→ **Reading text**:
* begin *

Levi Strauss

Celebrating Immigrant Heritage at Levi Strauss & Co.

Tracey Panek, LS&Co. Historian
Levi Strauss & Co.
June 29, 2020

June is Immigrant Heritage Month and to celebrate, here are a few stories of immigrants who shaped our company and molded an iconic American brand. From founder Levi Strauss to those who adopted the brand as new Americans, immigrants have played a key role throughout our history.

Two immigrants create an American Icon

Born in Buttenheim, Bavaria, in 1829, Levi Strauss fled today’s Germany bound for New York for a new life and new possibilities. As the youngest son in a Jewish family, Levi had grown up in a climate of restrictions and prejudice. America offered the freedom to dream big and build a legacy. Arriving in the 1840s, he changed his name from Loeb to Levi and just one month before heading West, became an official American citizen.

Young Levi was likely primed for adventure when he hopped on the steamer bound for Panama, then trekked by land across the isthmus and boarded another steamer sailing north to the shores of the California Gold Rush. He arrived on a rainy March day in 1853 and soon set up a dry goods wholesale business on San Francisco’s waterfront under his own name —Levi Strauss & Co.

Within two decades, Levi had established up a successful business by making connections with retailers throughout the West. He also became a respected civic leader and philanthropist. In the 1870s, he even worked as part of the California Immigrant Union.

* end *

→ **Record list**:
* begin *

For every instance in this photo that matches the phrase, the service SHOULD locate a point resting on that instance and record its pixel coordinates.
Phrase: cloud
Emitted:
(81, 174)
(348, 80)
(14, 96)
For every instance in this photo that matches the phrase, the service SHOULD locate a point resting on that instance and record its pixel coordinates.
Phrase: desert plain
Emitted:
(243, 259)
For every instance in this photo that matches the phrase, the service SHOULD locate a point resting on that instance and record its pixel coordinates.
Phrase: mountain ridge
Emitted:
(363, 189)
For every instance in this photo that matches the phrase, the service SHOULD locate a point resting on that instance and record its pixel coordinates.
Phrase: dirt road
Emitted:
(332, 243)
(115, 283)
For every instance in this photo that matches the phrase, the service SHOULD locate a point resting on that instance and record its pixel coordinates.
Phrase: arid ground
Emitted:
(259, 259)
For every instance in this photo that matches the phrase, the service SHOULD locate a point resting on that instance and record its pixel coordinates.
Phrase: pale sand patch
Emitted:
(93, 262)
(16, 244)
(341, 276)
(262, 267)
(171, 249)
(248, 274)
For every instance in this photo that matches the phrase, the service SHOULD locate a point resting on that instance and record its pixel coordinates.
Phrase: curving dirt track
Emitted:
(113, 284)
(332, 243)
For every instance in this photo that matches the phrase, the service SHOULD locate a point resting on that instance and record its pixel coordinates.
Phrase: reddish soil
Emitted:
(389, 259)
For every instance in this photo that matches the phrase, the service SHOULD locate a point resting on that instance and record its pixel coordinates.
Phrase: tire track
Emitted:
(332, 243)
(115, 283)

* end *

→ **Stated goal**: Transcribe the stretch of the Levi Strauss immigrant heritage article from "Celebrating Immigrant Heritage" through "throughout our history.".

→ **Reply to the task**:
Celebrating Immigrant Heritage at Levi Strauss & Co.

Tracey Panek, LS&Co. Historian
Levi Strauss & Co.
June 29, 2020

June is Immigrant Heritage Month and to celebrate, here are a few stories of immigrants who shaped our company and molded an iconic American brand. From founder Levi Strauss to those who adopted the brand as new Americans, immigrants have played a key role throughout our history.